• Work task
Print the data in full, exactly as it reads.

• Data shown
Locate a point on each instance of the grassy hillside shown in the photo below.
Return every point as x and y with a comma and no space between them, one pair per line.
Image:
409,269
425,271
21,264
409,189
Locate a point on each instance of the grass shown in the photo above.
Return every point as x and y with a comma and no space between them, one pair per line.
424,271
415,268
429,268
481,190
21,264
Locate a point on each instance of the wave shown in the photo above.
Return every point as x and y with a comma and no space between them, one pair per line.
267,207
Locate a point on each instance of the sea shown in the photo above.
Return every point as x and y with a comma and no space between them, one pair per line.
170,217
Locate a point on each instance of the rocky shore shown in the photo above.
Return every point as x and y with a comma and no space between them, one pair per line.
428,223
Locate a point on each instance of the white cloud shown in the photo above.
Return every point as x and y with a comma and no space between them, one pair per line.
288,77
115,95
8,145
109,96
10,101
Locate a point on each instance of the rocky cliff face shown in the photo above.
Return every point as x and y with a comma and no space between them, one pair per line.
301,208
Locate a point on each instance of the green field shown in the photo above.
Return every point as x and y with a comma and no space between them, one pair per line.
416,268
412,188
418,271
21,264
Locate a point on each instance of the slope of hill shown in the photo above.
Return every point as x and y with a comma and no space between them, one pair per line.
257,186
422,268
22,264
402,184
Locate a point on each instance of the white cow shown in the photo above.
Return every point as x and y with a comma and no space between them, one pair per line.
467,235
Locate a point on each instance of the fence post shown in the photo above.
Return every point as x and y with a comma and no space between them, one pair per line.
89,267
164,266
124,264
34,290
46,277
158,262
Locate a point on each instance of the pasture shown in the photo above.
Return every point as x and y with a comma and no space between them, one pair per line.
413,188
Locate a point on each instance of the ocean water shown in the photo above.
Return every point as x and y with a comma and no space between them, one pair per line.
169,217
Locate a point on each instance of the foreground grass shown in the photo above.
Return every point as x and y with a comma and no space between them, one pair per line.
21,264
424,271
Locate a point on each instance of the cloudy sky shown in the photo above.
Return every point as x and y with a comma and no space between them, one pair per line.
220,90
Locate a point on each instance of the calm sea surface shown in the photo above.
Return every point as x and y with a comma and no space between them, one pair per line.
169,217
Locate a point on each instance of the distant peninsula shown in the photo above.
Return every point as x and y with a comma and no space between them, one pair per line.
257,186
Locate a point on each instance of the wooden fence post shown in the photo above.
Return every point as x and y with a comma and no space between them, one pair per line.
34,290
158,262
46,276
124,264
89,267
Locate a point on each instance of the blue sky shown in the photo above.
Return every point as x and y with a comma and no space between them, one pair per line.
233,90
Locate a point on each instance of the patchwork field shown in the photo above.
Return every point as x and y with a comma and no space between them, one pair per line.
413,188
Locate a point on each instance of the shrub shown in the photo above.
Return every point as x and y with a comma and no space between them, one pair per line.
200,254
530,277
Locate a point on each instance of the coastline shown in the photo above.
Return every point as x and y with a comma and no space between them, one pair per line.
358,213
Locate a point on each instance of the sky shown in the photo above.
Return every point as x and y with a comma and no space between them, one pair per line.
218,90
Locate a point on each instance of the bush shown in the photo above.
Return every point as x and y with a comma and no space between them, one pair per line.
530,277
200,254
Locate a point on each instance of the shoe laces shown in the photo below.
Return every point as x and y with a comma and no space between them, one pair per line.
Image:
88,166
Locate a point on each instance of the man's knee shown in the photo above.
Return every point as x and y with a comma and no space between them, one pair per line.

• Task result
Locate a point on each instance of the grassy hillside shown in the photo below.
Return every point as x and y with a comma and no space between them, one pair per line.
Image:
409,269
425,271
21,264
409,189
Locate a point on each instance of the grass shown in the photo above.
Return every point as x and y with a comma and no space between them, one pair per line.
424,271
415,268
429,268
481,190
21,264
Locate a point on each instance of the wave shown in the photo above.
Return every point as x and y with a comma and no space between them, one pair per line.
267,207
Locate a point on each instance of the sea shown in the photo above.
Return every point as x and y with a comma and no space between them, one pair per line.
170,217
Locate a point on each instance of the rocky shore shown in the photo above.
Return every point as x and y with a comma and no space between them, one pair per line.
428,223
Locate a point on each instance of the white cloud shown in the photo above.
Return every point as x and y with a comma and no space between them, one pair per line.
288,77
115,95
8,145
109,96
10,101
Locate a point on each instance of the rocky cliff face shown in the photo above.
Return every point as x and y with a comma and no space between them, one pair per line.
301,208
Locate a point on each instance of the green field shown in the photo above.
Return every point as x and y with a comma and no space between them, one pair per line.
416,268
412,188
418,271
21,264
Locate a point on each instance of the slope of hill shown in the photo above.
Return every point as x and y with a comma and no space between them, one pair per line.
257,186
422,268
22,264
402,184
Locate a point on each instance of the white cow shown in the photo above.
Return every point as x and y with a comma and no space between them, one pair per line.
467,235
Locate a point on each instance of the fence post shown in the photo above.
Return every point as x and y with a comma and no space between them, one pair per line.
89,267
164,266
124,264
34,290
46,277
158,262
Locate a point on each instance of the pasture shown in the photo above.
Return every point as x and y with a comma and no space between them, one pair per line.
413,188
Locate a point on each instance of the ocean water shown in the photo above.
Return every point as x and y with a comma and no space between them, one pair per line.
169,217
Locate a point on each instance of the foreground grass shown in the photo above.
Return every point as x and y with a comma and no space between them, one pair per line.
21,264
424,271
Locate a point on each instance of the cloudy sky shown in the photo above.
Return every point as x and y with a comma and no space between them, one pair per line.
220,90
Locate a point on each instance of the calm sea surface shown in the photo above.
Return every point as x and y with a comma and no space between them, one pair per line.
169,217
Locate a point on each instance of the distant peninsula shown in the photo above.
Return every point as x and y with a comma and no space between them, one pair per line.
257,186
Locate a point on each instance of the wooden fence post shown in the photo above.
Return every point as x and y with a comma and no space between them, one pair per line.
34,290
158,262
46,276
124,264
89,267
Locate a point on each instance of the blue sky shown in the photo above.
Return every point as x and y with a comma and no space between them, one pair per line.
233,90
Locate a point on each instance of the patchwork field shown in the photo above.
Return every point as x and y with a comma and no space between them, one pair per line.
413,188
Locate a point on each instance of the shrub shown in the photo above.
Return every point as x and y with a comma and no space between them, one pair per line.
200,254
530,277
Locate a point on each instance of the coastline shown in the photo above.
Return every point as x and y with a comma and no space between them, one pair per line.
358,213
Locate a point on each instance of the sky shown in the photo above.
Return every point as x and y with a comma and no space between them, one pair per line.
218,90
Locate a point on each instance of the bush shown in the photo above.
Return every point as x and y with a comma and no space between them, one pair per line.
530,277
200,254
Locate a point on each instance of the shoe laces shown in the photo below.
Return every point as x and y with a comma and no space between them, one pair per line.
Image:
88,166
Locate a point on each instance of the man's knee shown in the photo above.
Return every point as x and y with a comma and no space between them, one pair per line.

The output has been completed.